Image object location lines:
────────────────
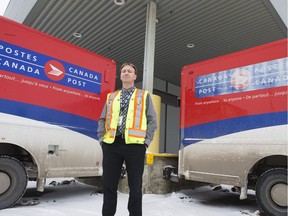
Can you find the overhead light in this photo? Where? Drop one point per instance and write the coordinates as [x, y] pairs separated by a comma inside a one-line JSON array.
[[77, 34], [190, 45], [119, 2]]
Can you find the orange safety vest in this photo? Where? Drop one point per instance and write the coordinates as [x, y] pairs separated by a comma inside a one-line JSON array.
[[136, 121]]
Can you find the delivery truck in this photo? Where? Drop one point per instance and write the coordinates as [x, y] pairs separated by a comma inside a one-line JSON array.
[[234, 123], [51, 97]]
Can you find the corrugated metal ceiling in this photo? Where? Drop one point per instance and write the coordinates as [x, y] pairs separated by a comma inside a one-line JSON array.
[[216, 27]]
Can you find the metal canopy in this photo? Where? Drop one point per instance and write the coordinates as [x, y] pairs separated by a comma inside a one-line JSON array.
[[215, 27]]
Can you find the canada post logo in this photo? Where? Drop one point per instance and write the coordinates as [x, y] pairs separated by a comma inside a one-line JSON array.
[[54, 70], [263, 75], [28, 63]]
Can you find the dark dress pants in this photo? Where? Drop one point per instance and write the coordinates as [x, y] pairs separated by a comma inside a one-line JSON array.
[[113, 157]]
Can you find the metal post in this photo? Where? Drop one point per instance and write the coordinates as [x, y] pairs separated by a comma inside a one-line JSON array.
[[148, 68]]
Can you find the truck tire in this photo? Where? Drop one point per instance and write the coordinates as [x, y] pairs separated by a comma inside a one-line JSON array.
[[271, 192], [13, 178]]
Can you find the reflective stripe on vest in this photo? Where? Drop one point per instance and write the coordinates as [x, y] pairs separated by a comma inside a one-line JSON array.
[[110, 128], [136, 122]]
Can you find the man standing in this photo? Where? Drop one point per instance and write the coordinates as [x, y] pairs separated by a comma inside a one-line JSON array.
[[126, 128]]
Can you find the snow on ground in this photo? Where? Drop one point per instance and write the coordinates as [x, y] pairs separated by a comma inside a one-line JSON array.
[[66, 197]]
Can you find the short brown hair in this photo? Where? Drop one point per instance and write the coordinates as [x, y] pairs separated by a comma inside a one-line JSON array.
[[130, 64]]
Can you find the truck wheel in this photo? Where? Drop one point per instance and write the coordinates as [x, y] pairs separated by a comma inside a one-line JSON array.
[[271, 192], [13, 178]]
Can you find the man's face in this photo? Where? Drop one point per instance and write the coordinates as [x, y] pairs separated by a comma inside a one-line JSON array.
[[127, 74]]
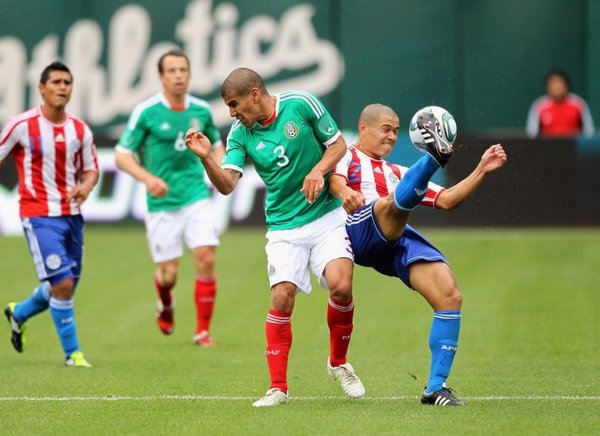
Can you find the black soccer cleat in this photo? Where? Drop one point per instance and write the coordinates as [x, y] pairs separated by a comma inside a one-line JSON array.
[[436, 143], [17, 328], [443, 397]]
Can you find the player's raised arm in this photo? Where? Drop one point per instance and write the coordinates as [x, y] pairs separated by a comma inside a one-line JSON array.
[[491, 160], [224, 180]]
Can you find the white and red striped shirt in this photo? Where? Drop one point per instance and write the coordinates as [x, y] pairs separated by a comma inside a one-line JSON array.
[[376, 178], [50, 160]]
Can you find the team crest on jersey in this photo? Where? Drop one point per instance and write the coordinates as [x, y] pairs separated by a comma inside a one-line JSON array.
[[290, 130], [195, 123], [74, 144], [53, 261]]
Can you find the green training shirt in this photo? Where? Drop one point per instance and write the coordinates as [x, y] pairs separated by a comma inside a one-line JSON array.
[[157, 132], [283, 153]]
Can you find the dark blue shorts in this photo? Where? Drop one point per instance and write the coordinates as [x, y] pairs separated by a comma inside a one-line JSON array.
[[56, 246], [391, 258]]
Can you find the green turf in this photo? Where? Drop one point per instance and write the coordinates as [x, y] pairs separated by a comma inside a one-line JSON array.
[[528, 361]]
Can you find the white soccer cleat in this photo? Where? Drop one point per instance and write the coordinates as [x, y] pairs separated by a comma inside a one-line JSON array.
[[273, 397], [350, 382]]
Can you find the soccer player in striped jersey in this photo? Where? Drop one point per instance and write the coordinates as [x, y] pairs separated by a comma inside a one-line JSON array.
[[179, 202], [378, 197], [57, 169], [294, 143]]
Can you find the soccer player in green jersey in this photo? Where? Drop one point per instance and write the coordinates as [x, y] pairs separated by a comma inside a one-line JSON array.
[[179, 201], [293, 143]]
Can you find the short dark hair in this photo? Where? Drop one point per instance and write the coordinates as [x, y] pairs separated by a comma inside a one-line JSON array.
[[241, 81], [558, 73], [174, 52], [54, 66]]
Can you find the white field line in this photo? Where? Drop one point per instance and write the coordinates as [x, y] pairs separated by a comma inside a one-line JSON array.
[[292, 398]]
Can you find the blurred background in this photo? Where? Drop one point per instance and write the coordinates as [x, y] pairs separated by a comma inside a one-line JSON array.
[[483, 60]]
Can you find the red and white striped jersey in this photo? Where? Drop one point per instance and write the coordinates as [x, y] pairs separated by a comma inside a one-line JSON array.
[[50, 159], [376, 178]]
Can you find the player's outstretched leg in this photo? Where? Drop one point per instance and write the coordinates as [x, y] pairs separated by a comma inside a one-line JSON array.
[[436, 143], [63, 315], [204, 297]]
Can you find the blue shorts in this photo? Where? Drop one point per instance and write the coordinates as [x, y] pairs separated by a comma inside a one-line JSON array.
[[56, 246], [391, 258]]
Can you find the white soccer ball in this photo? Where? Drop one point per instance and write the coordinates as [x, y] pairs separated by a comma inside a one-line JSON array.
[[443, 122]]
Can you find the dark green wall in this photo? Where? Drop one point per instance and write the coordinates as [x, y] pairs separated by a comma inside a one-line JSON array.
[[484, 60]]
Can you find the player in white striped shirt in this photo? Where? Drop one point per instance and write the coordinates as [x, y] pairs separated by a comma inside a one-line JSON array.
[[57, 169], [379, 197]]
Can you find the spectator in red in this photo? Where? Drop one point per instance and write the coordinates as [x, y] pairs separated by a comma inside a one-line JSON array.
[[559, 112]]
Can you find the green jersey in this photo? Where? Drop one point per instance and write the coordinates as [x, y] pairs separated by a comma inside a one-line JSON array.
[[157, 132], [283, 152]]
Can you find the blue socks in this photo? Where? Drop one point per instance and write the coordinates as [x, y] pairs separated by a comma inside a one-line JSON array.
[[413, 186], [36, 303], [443, 342], [63, 315]]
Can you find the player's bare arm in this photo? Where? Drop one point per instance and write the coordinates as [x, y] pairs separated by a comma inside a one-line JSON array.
[[492, 159], [81, 191], [351, 200], [314, 181], [128, 163], [225, 180]]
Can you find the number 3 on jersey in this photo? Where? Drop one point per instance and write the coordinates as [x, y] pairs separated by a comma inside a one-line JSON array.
[[179, 142], [284, 159]]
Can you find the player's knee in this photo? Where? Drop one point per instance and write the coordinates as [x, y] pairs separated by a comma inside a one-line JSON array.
[[167, 275], [62, 290]]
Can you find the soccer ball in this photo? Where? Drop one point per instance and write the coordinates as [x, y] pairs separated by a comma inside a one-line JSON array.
[[443, 120]]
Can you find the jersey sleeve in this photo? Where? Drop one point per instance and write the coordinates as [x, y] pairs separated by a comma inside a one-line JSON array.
[[8, 139], [88, 155], [212, 132], [235, 154], [133, 136], [322, 123]]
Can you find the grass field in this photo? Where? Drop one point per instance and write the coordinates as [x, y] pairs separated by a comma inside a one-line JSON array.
[[528, 362]]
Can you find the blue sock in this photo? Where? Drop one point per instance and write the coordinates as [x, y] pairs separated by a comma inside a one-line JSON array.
[[443, 342], [413, 186], [63, 316], [36, 303]]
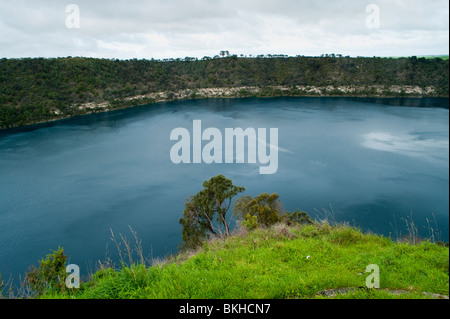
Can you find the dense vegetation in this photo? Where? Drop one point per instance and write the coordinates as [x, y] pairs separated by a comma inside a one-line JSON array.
[[272, 255], [37, 89]]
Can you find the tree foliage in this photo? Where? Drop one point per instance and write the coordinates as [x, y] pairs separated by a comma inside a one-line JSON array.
[[50, 274], [38, 89], [205, 212]]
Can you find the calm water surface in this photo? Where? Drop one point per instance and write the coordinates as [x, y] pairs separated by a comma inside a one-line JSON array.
[[68, 183]]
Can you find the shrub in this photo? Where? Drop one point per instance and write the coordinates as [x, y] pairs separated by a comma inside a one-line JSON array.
[[50, 274]]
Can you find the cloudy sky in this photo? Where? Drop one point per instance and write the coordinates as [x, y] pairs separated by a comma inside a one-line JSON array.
[[178, 28]]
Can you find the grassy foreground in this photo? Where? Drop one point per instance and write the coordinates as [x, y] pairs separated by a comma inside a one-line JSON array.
[[280, 262]]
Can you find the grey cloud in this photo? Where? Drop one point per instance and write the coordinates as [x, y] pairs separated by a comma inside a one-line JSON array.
[[177, 28]]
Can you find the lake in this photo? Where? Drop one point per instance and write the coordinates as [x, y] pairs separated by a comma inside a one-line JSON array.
[[375, 163]]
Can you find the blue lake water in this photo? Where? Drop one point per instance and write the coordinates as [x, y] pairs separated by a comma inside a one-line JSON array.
[[371, 162]]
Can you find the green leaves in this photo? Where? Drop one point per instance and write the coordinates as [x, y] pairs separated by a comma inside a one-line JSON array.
[[205, 213]]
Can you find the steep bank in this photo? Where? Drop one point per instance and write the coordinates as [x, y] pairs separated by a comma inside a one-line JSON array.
[[313, 261], [39, 90]]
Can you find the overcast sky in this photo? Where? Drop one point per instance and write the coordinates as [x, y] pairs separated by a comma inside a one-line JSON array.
[[178, 28]]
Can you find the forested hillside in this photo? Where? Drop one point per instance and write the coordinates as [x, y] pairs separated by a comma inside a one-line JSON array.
[[37, 89]]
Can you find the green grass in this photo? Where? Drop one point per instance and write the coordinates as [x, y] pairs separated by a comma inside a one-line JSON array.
[[272, 264]]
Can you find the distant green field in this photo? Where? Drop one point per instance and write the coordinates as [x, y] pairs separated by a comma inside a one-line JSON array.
[[443, 57]]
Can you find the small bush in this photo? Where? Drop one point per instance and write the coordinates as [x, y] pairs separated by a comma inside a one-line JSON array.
[[50, 274]]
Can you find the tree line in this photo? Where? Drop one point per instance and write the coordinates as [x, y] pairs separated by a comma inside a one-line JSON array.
[[38, 89]]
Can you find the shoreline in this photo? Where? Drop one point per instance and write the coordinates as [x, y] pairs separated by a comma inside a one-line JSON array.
[[350, 91]]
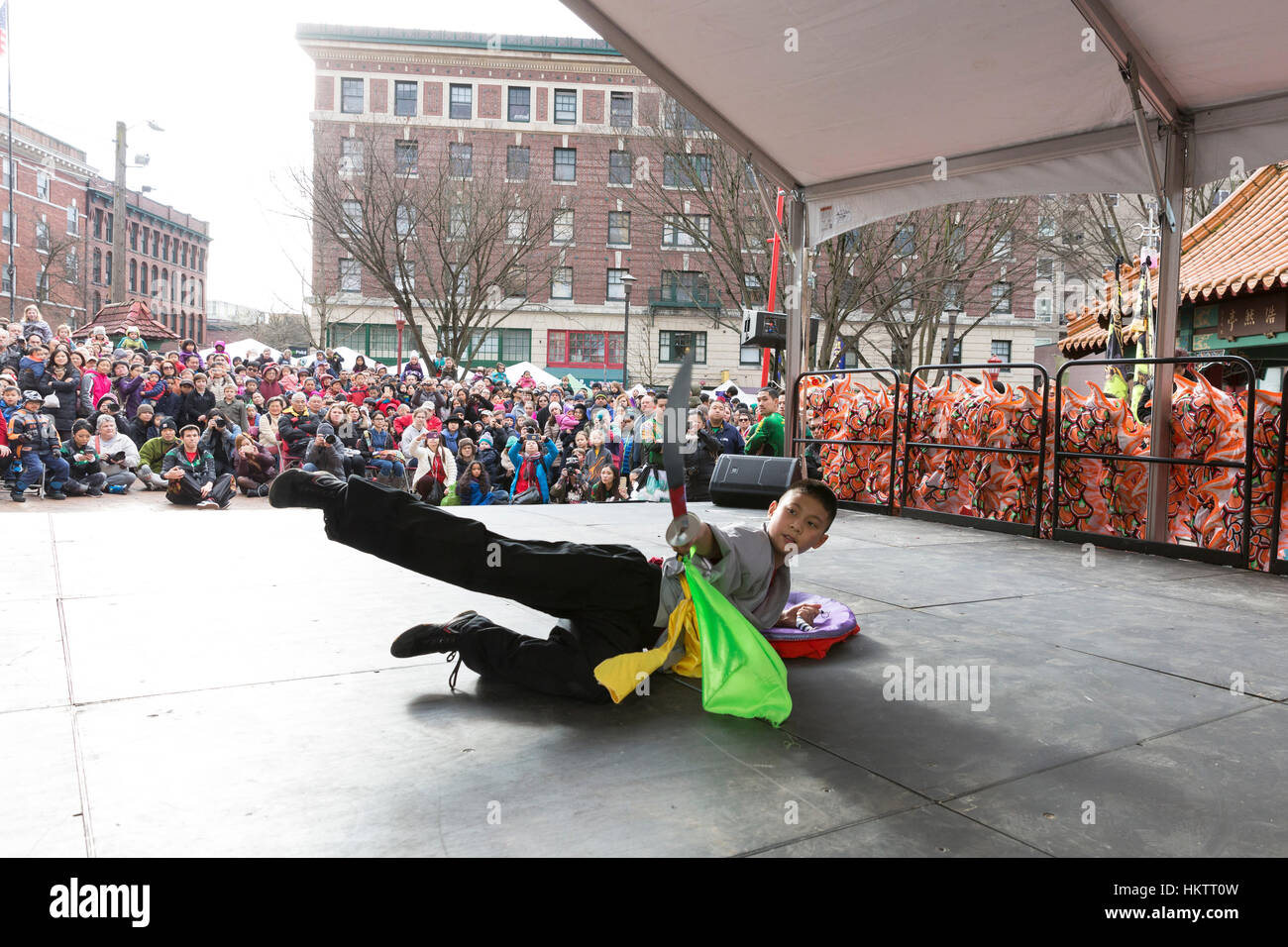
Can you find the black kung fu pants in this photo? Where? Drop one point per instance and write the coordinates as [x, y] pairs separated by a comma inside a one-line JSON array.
[[608, 592]]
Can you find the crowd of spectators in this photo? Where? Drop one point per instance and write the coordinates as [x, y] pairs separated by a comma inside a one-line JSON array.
[[106, 416]]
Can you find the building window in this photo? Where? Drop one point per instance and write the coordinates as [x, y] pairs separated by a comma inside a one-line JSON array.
[[404, 98], [520, 103], [687, 170], [619, 227], [406, 158], [618, 167], [1001, 298], [563, 228], [621, 110], [566, 106], [351, 275], [1003, 247], [516, 162], [516, 226], [351, 155], [673, 347], [351, 95], [460, 159], [952, 296], [678, 231], [561, 282], [462, 102], [404, 221], [566, 163], [616, 287], [352, 215]]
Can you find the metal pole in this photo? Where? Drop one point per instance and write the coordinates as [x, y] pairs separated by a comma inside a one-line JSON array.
[[798, 304], [119, 219], [13, 172], [1168, 299]]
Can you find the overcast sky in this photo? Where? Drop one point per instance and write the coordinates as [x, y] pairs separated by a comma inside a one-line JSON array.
[[232, 90]]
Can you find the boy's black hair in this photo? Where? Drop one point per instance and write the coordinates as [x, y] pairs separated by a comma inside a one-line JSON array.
[[819, 491]]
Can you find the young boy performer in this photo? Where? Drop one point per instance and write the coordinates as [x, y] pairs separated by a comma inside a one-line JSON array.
[[612, 598]]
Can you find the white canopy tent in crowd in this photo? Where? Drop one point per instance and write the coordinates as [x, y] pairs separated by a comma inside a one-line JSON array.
[[870, 108]]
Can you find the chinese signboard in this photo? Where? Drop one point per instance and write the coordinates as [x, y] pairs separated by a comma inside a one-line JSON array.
[[1256, 315]]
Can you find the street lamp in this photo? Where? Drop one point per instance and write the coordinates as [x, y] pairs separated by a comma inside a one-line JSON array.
[[627, 281], [399, 321], [119, 209]]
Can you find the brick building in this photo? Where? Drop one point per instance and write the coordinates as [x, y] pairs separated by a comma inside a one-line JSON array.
[[558, 108], [166, 258], [48, 226], [574, 112]]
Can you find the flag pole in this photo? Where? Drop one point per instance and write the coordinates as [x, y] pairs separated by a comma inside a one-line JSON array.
[[13, 172]]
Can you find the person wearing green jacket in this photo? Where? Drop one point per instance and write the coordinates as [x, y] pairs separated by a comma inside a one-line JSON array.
[[153, 454], [767, 436]]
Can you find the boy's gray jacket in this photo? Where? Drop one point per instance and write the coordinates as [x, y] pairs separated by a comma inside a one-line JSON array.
[[745, 575]]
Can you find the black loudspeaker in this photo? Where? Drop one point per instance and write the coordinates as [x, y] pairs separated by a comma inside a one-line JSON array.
[[752, 482]]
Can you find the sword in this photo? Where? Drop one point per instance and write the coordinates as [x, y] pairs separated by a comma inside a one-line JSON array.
[[675, 424]]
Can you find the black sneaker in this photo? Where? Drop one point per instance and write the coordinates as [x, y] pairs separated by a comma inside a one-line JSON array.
[[314, 491], [428, 639]]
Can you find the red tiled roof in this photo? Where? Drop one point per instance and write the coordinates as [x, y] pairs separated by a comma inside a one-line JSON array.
────────────────
Scale up the lines from the very first one through the line that contains "[[234, 123], [51, 97]]", both included. Copy the requests unchanged, multiply every coordinate in the answers by 1.9, round each to a whole number with halves going up, and leave the pictures out.

Can you find the overhead light in this photo? Where? Drop one point per instance and write the coordinates as [x, y] pairs separated by a comma inside a one-line JSON array.
[[146, 65], [361, 86], [226, 4]]
Can you find the orange safety vest in this photo? Where? Drop one point per instance and write the coordinates as [x, y] pairs separated by a comma inside a one-line JSON array.
[[258, 230]]
Can you find the delivery truck in this photo? Where? Drop one point per instance and write the coordinates as [x, y] pairs separated by a comma inside a one-line JSON array.
[[445, 234], [97, 184]]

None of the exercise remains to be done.